→ EXTRACT PROVIDED:
*** Begin section ***
Mr. Tea
Let's Talk About Ceps
Now I've lured you in with my intentionally provocative thread title...
I went to Amsterdam a couple of weeks ago and had a look around a very large, nicely appointed museum of modern art (the Stedelijk, if anyone knows it). Every few months I go somewhere like this in the vague belief or hope that it is somehow doing me some good, or perhaps I just like to think of myself as the kind of person who occasionally goes to galleries to see 'challenging' things. But as usual, the reaction I got from a few of the pieces was "that's kind of cool, I guess", while from others - probably the majority - it was more like "huh".
I can think of three possible explanations here:
1) The meaning of these artworks is blindingly obvious to most people but I'm just too stupid or artistically insensitive to intuitively understand it. I think I can dismiss this because no-one else in the gallery seemed to be having 'eureka!' moments as they looked at, for example, a square white canvas with a row of metal bolts stuck in it.
Also, if the concept supposedly represented by a piece of conceptual art were that obvious, they wouldn't need these little bits of text on the wall next to them to tell you what they're meant to mean. These are interesting in themselves, with their own particular cant that is remarkably consistent between different kinds of art and between different galleries and museums in different countries. "The viewer is invited into a dialogue with..."; "The viewer is forced to consider the relation between..."; well actually I don't feel like I've been invited into or forced to do anything. I'm looking at a square white canvas with a row of metal bolts stuck in it and I see...a square white canvas with a row of metal bolts stuck in it. If whatever concept the artist intended to imbue into the piece were in any way obvious, surely I would see it and wouldn't need to be told what the concept was?
*** End section ***
→ RECORDS SHOWN:
*** Begin section ***
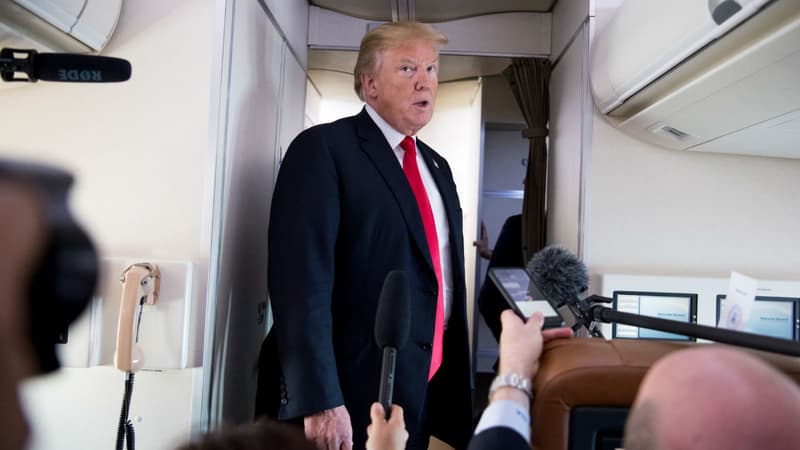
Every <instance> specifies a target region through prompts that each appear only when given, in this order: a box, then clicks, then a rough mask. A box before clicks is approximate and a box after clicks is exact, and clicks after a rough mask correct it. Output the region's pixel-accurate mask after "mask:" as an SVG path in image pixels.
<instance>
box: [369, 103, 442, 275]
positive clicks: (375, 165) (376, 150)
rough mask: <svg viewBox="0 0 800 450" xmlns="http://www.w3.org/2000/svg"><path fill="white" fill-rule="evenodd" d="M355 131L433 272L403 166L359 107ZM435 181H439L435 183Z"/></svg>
mask: <svg viewBox="0 0 800 450" xmlns="http://www.w3.org/2000/svg"><path fill="white" fill-rule="evenodd" d="M356 130H357V133H358V136H359V137H360V138H361V149H362V150H363V151H364V152H365V153H366V154H367V156H368V157H369V158H370V160H372V163H373V164H374V165H375V167H376V168H377V169H378V172H380V173H381V176H383V178H384V179H385V180H386V184H388V185H389V189H390V190H391V191H392V193H393V194H394V197H395V199H396V200H397V203H398V205H399V206H400V211H401V212H402V214H403V217H404V218H405V221H406V225H407V226H408V229H409V231H410V232H411V236H412V237H413V241H414V242H415V243H416V245H417V247H418V248H419V250H420V252H421V253H422V255H424V256H425V261H427V263H428V266H429V267H430V269H431V272H433V262H432V261H431V256H430V251H429V250H428V240H427V238H426V237H425V228H424V226H423V225H422V217H421V216H420V214H419V208H418V207H417V199H416V198H415V197H414V192H413V191H411V186H409V185H408V180H407V179H406V176H405V174H404V173H403V169H402V167H400V164H399V163H398V162H397V157H396V156H395V154H394V151H393V150H392V149H391V148H389V144H388V143H387V142H386V138H385V137H384V136H383V133H381V130H380V129H379V128H378V126H377V125H375V122H373V121H372V119H371V118H370V117H369V115H368V114H367V111H366V110H365V109H362V110H361V113H359V114H358V115H357V116H356ZM437 183H438V182H437Z"/></svg>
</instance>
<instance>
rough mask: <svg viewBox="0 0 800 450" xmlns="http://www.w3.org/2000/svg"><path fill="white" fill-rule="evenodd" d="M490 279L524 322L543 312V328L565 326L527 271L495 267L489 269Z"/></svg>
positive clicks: (511, 307)
mask: <svg viewBox="0 0 800 450" xmlns="http://www.w3.org/2000/svg"><path fill="white" fill-rule="evenodd" d="M489 278H490V279H491V280H492V282H493V283H494V284H495V286H497V289H498V290H499V291H500V293H501V294H502V295H503V298H505V299H506V302H507V303H508V305H509V306H510V307H511V309H512V310H513V311H514V312H515V313H516V314H517V315H518V316H519V317H520V318H522V320H524V321H527V320H528V318H529V317H530V316H531V315H532V314H533V313H534V312H536V311H541V312H542V313H543V314H544V325H543V328H557V327H562V326H564V318H563V317H561V315H560V314H559V313H558V311H556V309H555V308H553V306H552V305H551V304H550V302H549V301H547V299H546V298H544V296H543V295H542V294H541V292H539V289H538V288H537V287H536V285H535V284H534V283H533V279H531V276H530V274H529V273H528V271H527V270H525V269H523V268H520V267H493V268H491V269H489Z"/></svg>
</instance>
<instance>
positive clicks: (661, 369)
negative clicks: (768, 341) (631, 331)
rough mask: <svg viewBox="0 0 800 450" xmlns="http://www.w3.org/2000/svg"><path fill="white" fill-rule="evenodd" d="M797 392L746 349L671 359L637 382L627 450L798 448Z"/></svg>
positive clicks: (628, 425) (786, 379) (709, 349)
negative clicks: (750, 353)
mask: <svg viewBox="0 0 800 450" xmlns="http://www.w3.org/2000/svg"><path fill="white" fill-rule="evenodd" d="M797 423H800V389H798V387H797V385H795V384H794V383H793V382H792V381H791V380H790V379H789V378H788V377H786V376H784V375H783V374H781V373H780V372H778V371H777V370H776V369H774V368H773V367H771V366H769V365H768V364H766V363H765V362H763V361H761V360H759V359H757V358H756V357H755V356H752V355H749V354H747V353H745V352H743V351H738V350H734V349H729V348H724V347H716V346H715V347H707V348H694V349H688V350H681V351H677V352H674V353H671V354H669V355H667V356H665V357H663V358H662V359H660V360H659V361H657V362H656V364H654V365H653V367H652V368H651V369H650V371H649V372H648V373H647V375H646V376H645V378H644V380H643V381H642V385H641V387H640V388H639V392H638V394H637V397H636V400H635V401H634V404H633V407H632V409H631V412H630V416H629V417H628V421H627V423H626V426H625V438H624V439H625V442H624V445H623V446H624V448H625V449H626V450H641V449H648V450H684V449H711V448H724V449H726V450H737V449H742V450H743V449H753V448H768V449H771V450H778V449H787V450H788V449H793V448H798V445H799V443H800V437H798V436H797V434H796V432H795V429H794V427H795V426H796V424H797Z"/></svg>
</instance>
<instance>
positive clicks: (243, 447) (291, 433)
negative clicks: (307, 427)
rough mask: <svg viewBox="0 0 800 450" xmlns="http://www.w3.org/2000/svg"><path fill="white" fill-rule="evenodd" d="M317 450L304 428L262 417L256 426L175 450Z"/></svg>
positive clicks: (205, 439) (316, 448)
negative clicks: (309, 438)
mask: <svg viewBox="0 0 800 450" xmlns="http://www.w3.org/2000/svg"><path fill="white" fill-rule="evenodd" d="M279 448H280V449H286V450H316V449H317V447H316V446H315V445H314V444H313V443H311V441H309V440H308V439H306V437H305V434H304V433H303V428H302V427H298V426H296V425H293V424H289V423H287V422H278V421H275V420H272V419H268V418H266V417H262V418H261V419H259V420H258V421H257V422H254V423H248V424H243V425H238V426H236V427H227V428H224V429H222V430H219V431H213V432H210V433H207V434H205V435H203V436H202V438H201V439H200V440H199V441H197V442H193V443H186V444H184V445H182V446H180V447H179V448H178V450H268V449H279Z"/></svg>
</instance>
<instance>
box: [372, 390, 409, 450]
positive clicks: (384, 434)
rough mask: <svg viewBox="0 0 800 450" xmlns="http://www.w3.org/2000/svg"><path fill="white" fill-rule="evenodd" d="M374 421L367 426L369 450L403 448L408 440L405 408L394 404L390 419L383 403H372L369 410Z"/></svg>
mask: <svg viewBox="0 0 800 450" xmlns="http://www.w3.org/2000/svg"><path fill="white" fill-rule="evenodd" d="M369 415H370V418H371V419H372V423H371V424H370V425H369V426H368V427H367V450H403V449H404V448H406V441H408V431H407V430H406V422H405V420H403V408H402V407H400V406H399V405H392V413H391V416H390V417H389V421H388V422H387V421H386V414H385V413H384V411H383V405H381V404H380V403H378V402H375V403H373V404H372V407H371V408H370V410H369Z"/></svg>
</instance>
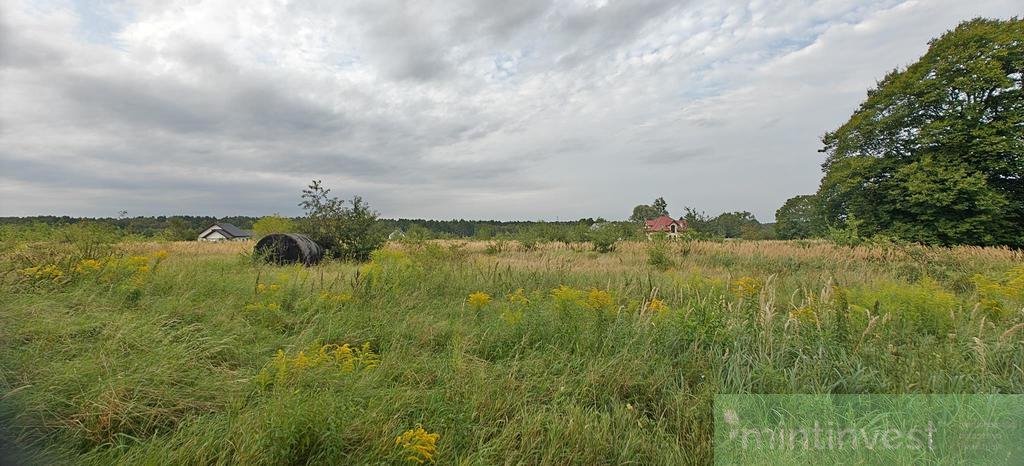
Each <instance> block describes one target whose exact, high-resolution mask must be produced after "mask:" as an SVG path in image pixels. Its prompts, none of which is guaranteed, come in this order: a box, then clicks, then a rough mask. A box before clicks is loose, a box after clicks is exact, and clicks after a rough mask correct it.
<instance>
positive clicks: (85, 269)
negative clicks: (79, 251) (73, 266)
mask: <svg viewBox="0 0 1024 466" xmlns="http://www.w3.org/2000/svg"><path fill="white" fill-rule="evenodd" d="M102 266H103V263H102V262H100V261H98V260H96V259H82V260H80V261H78V264H76V265H75V272H76V273H88V272H91V271H95V270H99V269H100V268H102Z"/></svg>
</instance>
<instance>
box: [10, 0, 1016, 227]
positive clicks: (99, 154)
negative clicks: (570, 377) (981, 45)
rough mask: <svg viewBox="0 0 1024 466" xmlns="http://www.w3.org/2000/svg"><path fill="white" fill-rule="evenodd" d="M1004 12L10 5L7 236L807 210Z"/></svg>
mask: <svg viewBox="0 0 1024 466" xmlns="http://www.w3.org/2000/svg"><path fill="white" fill-rule="evenodd" d="M1022 13H1024V6H1022V3H1021V2H1020V0H972V1H964V0H935V1H926V0H922V1H895V0H882V1H838V0H833V1H821V2H800V1H795V0H784V1H778V2H771V1H748V2H743V1H731V2H730V1H722V0H714V1H689V2H686V1H663V0H630V1H617V2H615V1H582V2H547V1H535V0H515V1H508V0H486V1H482V0H463V1H451V2H444V1H383V0H367V1H335V0H326V1H309V2H301V1H296V2H288V1H280V0H278V1H262V0H247V1H233V0H231V1H208V2H195V1H174V0H158V1H153V2H144V1H126V2H118V1H111V2H95V3H92V2H85V1H80V2H70V3H69V2H61V1H41V2H20V1H11V0H0V215H37V214H69V215H86V216H116V215H117V214H118V212H119V211H121V210H125V211H128V213H129V214H131V215H173V214H210V215H218V216H222V215H234V214H242V215H263V214H269V213H273V212H280V213H283V214H286V215H295V214H299V213H300V211H299V208H298V207H297V206H296V204H297V202H298V197H299V194H300V190H301V189H302V187H303V186H304V185H305V184H306V183H308V181H309V180H310V179H312V178H322V179H323V180H324V181H325V183H326V184H327V185H328V186H330V187H332V188H333V192H334V193H335V194H337V195H338V196H340V197H345V198H348V197H351V196H352V195H355V194H357V195H361V196H362V197H364V198H366V199H367V200H368V201H370V203H371V205H372V206H373V207H374V208H376V209H377V210H379V211H380V212H381V213H382V214H383V215H384V216H385V217H407V218H408V217H418V218H496V219H555V218H560V219H575V218H581V217H597V216H603V217H606V218H610V219H615V218H625V217H627V216H628V215H629V214H630V211H631V210H632V208H633V206H634V205H636V204H640V203H650V202H651V201H652V200H653V199H654V198H655V197H658V196H663V197H665V199H666V200H667V201H668V203H669V208H670V212H671V213H672V214H674V215H681V214H682V207H683V206H694V207H697V208H699V209H701V210H705V211H708V212H709V213H719V212H723V211H733V210H749V211H751V212H753V213H754V214H755V215H756V216H757V217H758V218H759V219H761V220H762V221H770V220H772V219H773V217H774V212H775V209H777V208H778V207H779V206H780V205H781V204H782V202H784V201H785V200H786V199H787V198H790V197H792V196H795V195H799V194H807V193H813V192H814V190H815V189H816V187H817V184H818V181H819V179H820V176H821V171H820V163H821V161H822V160H823V155H822V154H819V153H817V150H818V149H820V143H819V137H820V135H821V134H822V133H823V132H825V131H827V130H829V129H834V128H836V127H837V126H839V125H840V124H842V123H843V122H844V121H845V120H846V119H847V118H848V117H849V116H850V114H851V113H852V112H853V111H854V109H855V108H856V105H857V104H858V103H859V102H860V101H861V100H862V99H863V97H864V93H865V91H866V89H867V88H868V87H870V86H872V85H873V84H874V83H876V81H877V80H878V79H880V78H882V77H883V76H884V75H885V73H886V72H888V71H890V70H892V69H894V68H897V67H902V66H906V65H908V63H910V62H912V61H913V60H914V59H916V57H919V56H921V54H923V53H924V52H925V50H926V48H927V42H928V40H929V39H931V38H933V37H936V36H938V35H940V34H941V33H942V32H944V31H946V30H948V29H950V28H952V27H954V26H955V25H956V24H957V23H959V22H961V20H964V19H969V18H971V17H975V16H979V15H981V16H988V17H1000V18H1006V17H1010V16H1012V15H1020V14H1022Z"/></svg>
*** End section ***
→ EXERCISE DESCRIPTION: Please continue the forum post about the modern art museum visit, picking up after its final sentence.

→ EXPECTED ANSWER:
An analogue in representational art would be a painting of a horse with a bit of text on the wall next to it saying "this is a painting of a horse". If you have to be told that, then it fails pretty miserably as a piece of representational art, doesn't it? (Like a proud parent to a small child who's just produced an expressive polychromatic scribble: "That's lovely, darling! What is it?") There might be some bit of incidental background information that the text could supply - that the horse belonged to Napoleon, say - which isn't obvious from the painting, but the simple fact of it being a horse should be obvious to anyone who's ever seen a horse before.
2) There really is no meaning inherent in any of these pieces, or at best the meaning is apparent only to the artist responsible for it and perhaps the handful of other artists who were involved in the same specific scene or movement. This seems a rather uncharitable explanation as it paints the whole of conceptual art as a case of emperor's-new-clothes, almost a colossal extended exercise in practical trolling.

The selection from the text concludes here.